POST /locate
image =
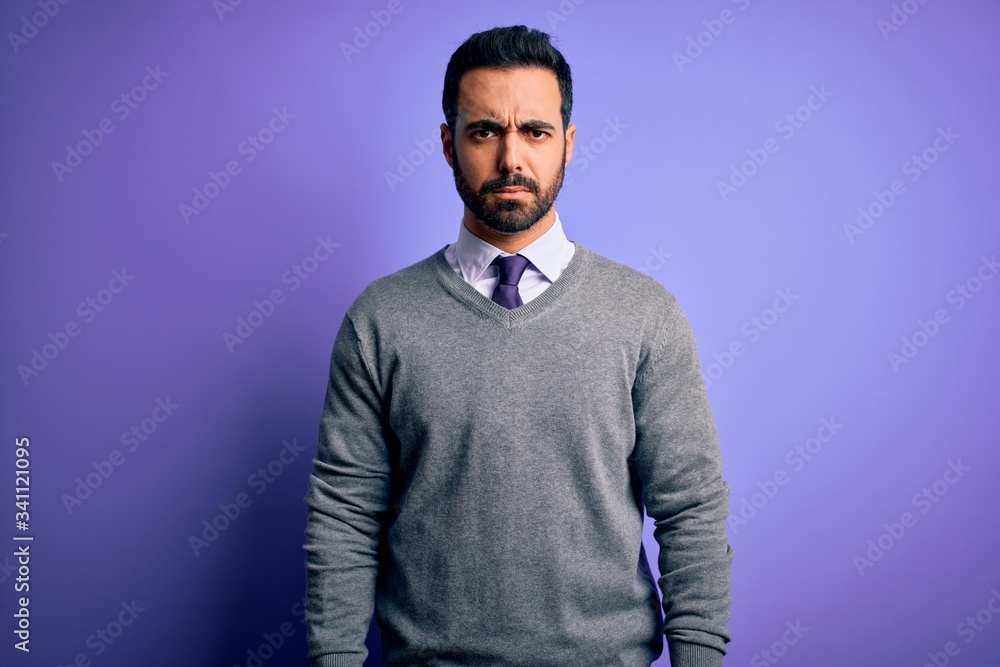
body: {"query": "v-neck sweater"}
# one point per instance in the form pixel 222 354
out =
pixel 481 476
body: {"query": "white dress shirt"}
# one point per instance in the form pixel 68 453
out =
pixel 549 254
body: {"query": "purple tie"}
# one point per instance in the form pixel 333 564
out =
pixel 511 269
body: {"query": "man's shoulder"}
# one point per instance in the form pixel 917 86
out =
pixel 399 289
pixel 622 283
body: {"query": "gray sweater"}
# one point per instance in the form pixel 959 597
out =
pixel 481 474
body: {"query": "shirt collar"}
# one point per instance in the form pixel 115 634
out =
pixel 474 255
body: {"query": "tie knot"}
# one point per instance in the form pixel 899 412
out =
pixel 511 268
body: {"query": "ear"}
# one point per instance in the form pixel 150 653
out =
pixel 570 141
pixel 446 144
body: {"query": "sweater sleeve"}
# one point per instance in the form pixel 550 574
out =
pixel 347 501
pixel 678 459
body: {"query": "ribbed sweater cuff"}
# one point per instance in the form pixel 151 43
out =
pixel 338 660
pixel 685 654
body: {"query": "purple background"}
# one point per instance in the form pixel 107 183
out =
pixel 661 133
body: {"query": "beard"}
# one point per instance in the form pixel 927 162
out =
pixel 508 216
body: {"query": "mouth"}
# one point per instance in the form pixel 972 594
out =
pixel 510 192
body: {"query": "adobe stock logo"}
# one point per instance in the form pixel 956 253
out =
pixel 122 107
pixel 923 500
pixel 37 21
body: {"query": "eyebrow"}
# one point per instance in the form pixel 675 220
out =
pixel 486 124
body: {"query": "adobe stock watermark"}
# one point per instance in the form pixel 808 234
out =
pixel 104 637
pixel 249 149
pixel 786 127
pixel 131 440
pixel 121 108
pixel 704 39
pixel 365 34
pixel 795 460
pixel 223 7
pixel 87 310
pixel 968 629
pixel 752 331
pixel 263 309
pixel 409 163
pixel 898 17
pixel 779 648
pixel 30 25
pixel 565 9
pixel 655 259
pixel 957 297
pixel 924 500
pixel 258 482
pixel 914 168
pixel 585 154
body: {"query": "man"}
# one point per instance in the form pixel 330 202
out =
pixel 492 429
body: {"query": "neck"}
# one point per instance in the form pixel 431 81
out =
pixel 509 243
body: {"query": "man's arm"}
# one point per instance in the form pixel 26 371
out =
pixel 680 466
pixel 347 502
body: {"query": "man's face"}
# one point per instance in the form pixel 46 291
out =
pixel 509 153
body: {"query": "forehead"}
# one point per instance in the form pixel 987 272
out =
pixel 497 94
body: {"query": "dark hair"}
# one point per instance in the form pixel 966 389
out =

▸ Directions
In the listing above, find the line with "# one point per instance in the form pixel 107" and the line with "# one point per instance in the form pixel 956"; output exactly those lines and all lines between them.

▸ Your solution
# one point per instance in the form pixel 107 183
out =
pixel 661 133
body: {"query": "beard"}
# one point per instance in the form pixel 927 162
out =
pixel 508 216
body: {"query": "mouth"}
# one point per instance in the form pixel 972 594
out =
pixel 510 192
body: {"query": "adobe stock logo"}
# one point per instance in the form pixel 956 253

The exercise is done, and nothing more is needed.